Write the next few paragraphs of the biotech career profile below, picking up after its final sentence.

Segment Start: Supplied text

Biotech Career Profiles

Diana Brandner

Instructional Assistant II
Biotechnology Laboratory Technician Program
Madison Area Technical College
Madison, WI

 


Each morning when I unlock the doors to the teaching labs, I can never fully anticipate what opportunities or challenges I will face that day. I am an Instructional Assistant, a blend of teacher and laboratory technician, in the Biotechnology Laboratory Technician Program at Madison Area Technical College (MATC). I am a member of a team that trains students to be technicians in the biotechnology industry. Students who enter our program are very diverse, but they all share an interest in biology and chemistry and a desire to use the knowledge and skills they obtain to help others.

The Biotechnology Lab Tech program is a two-year, associate degree program. Biotech students gain hands-on laboratory-based technical skills in the areas of cell culture, fermentation, media and reagent preparation, safety, chromatography, molecular biology, protein purification, and instrumentation. Our graduates work at laboratories in universities, pharmaceutical companies, food-processing companies, molecular biology companies, agriculture research companies, and product analysis companies. Similar biotechnology programs exist in many areas of the United States.

My background is in biology, chemistry, and secondary science education. Before working at MATC, I worked as a technician for a medical research foundation, in a university research laboratory, for an agricultural biotechnology company, and as a high school teacher.

Segment End: Supplied text
Segment Start: Material provided

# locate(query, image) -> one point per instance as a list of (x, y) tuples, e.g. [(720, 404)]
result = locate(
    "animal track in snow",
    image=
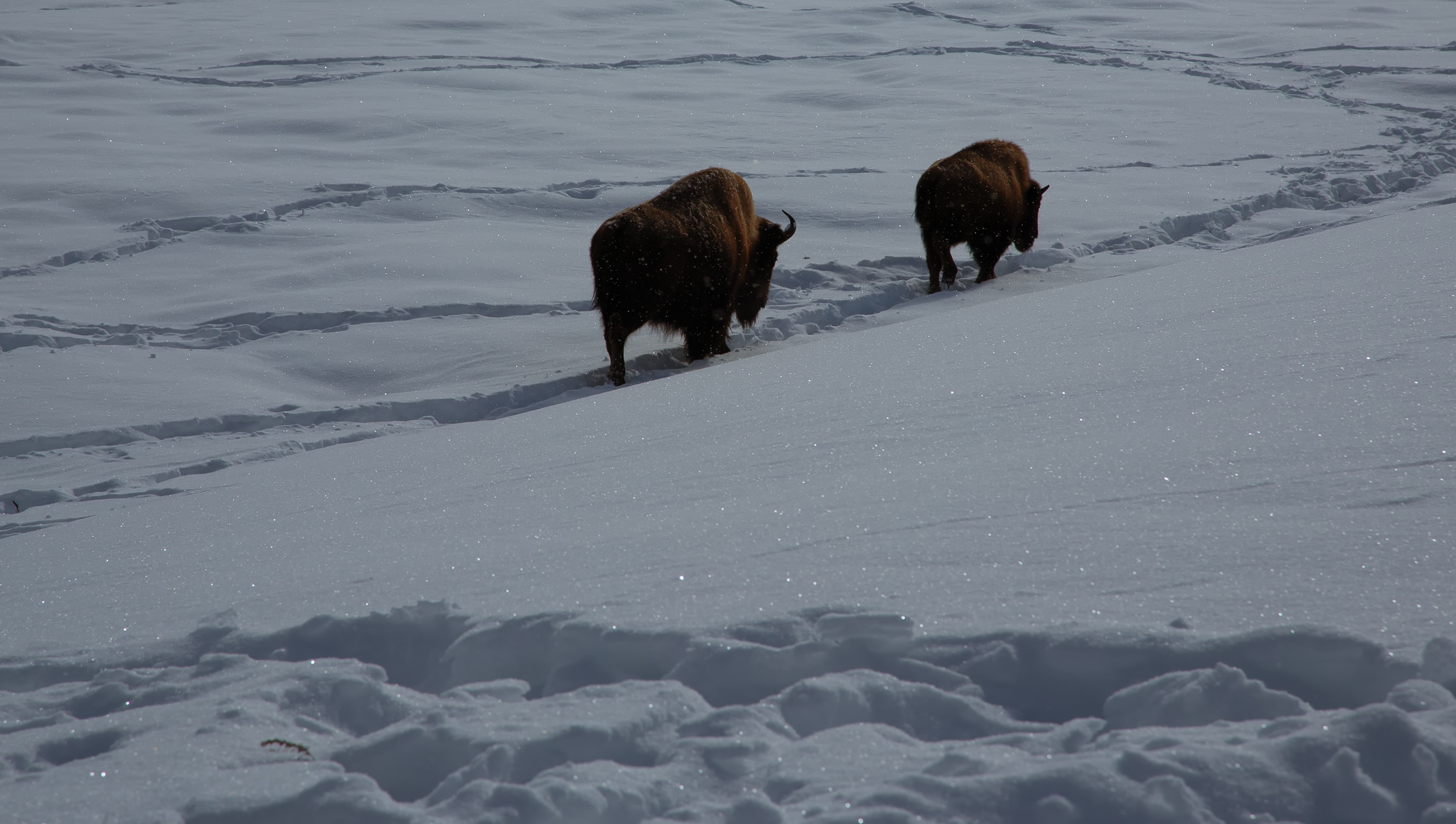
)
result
[(55, 333), (166, 230)]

Segment End: Material provided

_Answer area_
Work as an Instructional Assistant varies from day to day. My work includes: preparation of lab reagents and media, setting up labs for students, pre-running educational labs, developing and writing educational labs to keep up with current technology, demonstrating lab methods and techniques for students, keeping chemical, equipment, and MSDS inventories, supervising student lab workers, scheduling and supervising open lab times for students, tutoring students, repairing and calibrating equipment, and coordinating all of my activities with the other members of the program team.

Usually when I unlock the teaching labs each morning, there are usually one or two students waiting in the hallway anxious to get into the lab to begin working on their experiments from the previous day or to check on their lab results. With the wide variety of things I do each day, my job is never dull, but it is the students who really make this job challenging, exciting and fun.